**Exercise requirements:**
1. In the forum thread below, what library does one reply say must be loaded before the code works?
2. Put this sentence from the forum thread below into Spanish: "The code is correct, you need to load the library grid beforehand before it works."
3. From the forum thread below, write out the part that opens with the words containing "The command for" and closes with "library(grid)", swapping "grid" for "scales".

**Text section:**
The command for adding the reference lines produces the error:
Error: When _setting_ aesthetics, they may only take one value. Problems: label
Could you please correct the code?
Getting the same bug here… Error: When _setting_ aesthetics, they may only take one value. Problems: label
The code is correct, you need to load the library grid beforehand before it works.
library(grid)
I still have this issue when I’m trying to plot my own graph, even after loading grid. Is there something new I might be missing?
What sort of error messages do you get?
Damn… nicely done. I’m going to trace through this example as I need to do something similar for some of my graphs.
awesome!

**Data supplied:**

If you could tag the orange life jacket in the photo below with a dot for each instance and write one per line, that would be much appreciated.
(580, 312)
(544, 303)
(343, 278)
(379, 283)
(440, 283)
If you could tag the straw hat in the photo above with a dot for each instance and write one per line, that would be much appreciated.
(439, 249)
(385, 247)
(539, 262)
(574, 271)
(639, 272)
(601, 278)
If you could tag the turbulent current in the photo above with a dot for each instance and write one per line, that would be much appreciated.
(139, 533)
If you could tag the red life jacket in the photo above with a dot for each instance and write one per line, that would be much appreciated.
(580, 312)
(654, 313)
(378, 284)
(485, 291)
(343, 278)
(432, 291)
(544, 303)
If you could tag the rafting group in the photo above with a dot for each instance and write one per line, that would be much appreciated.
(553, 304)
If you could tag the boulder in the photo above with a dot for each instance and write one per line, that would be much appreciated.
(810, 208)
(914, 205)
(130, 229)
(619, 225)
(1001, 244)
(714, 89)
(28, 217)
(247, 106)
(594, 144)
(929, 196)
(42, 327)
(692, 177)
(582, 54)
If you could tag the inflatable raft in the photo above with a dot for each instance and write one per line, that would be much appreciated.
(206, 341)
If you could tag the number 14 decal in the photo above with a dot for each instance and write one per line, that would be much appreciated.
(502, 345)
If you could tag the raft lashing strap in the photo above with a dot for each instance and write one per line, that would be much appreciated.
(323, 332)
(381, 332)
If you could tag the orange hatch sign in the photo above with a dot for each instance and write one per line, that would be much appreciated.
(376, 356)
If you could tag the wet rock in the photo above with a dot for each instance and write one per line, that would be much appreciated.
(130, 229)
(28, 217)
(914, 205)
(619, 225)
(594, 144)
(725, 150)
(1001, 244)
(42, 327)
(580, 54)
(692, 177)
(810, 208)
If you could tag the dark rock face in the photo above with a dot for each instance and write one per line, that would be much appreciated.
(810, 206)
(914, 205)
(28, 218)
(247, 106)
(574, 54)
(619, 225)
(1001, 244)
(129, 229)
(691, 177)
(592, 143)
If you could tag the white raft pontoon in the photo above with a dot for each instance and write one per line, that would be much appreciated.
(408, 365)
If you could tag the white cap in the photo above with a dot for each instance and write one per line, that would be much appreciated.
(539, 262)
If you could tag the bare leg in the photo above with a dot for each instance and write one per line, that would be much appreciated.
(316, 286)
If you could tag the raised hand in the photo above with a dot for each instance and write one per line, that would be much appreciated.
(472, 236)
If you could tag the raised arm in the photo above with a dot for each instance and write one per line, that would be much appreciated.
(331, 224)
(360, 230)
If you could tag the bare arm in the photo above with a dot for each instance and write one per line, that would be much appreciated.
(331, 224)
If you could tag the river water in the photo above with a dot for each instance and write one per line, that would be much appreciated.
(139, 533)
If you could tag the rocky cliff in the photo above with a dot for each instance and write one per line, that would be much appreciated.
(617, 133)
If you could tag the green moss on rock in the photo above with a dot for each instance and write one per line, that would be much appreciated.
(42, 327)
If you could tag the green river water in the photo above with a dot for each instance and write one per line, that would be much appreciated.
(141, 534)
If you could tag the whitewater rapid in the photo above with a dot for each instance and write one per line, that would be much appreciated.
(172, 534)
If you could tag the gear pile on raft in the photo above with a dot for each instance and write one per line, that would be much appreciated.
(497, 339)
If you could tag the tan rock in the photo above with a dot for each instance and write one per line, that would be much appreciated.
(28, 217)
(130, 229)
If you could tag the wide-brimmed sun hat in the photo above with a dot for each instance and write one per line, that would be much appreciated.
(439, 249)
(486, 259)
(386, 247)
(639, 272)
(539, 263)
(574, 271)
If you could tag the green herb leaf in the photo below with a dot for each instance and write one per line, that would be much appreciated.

**Expected outputs:**
1. The grid library.

2. El código es correcto; necesitas cargar la biblioteca grid antes para que funcione.

3.
The command for adding the reference lines produces the error:
Error: When _setting_ aesthetics, they may only take one value. Problems: label
Could you please correct the code?
Getting the same bug here… Error: When _setting_ aesthetics, they may only take one value. Problems: label
The code is correct, you need to load the library scales beforehand before it works.
library(scales)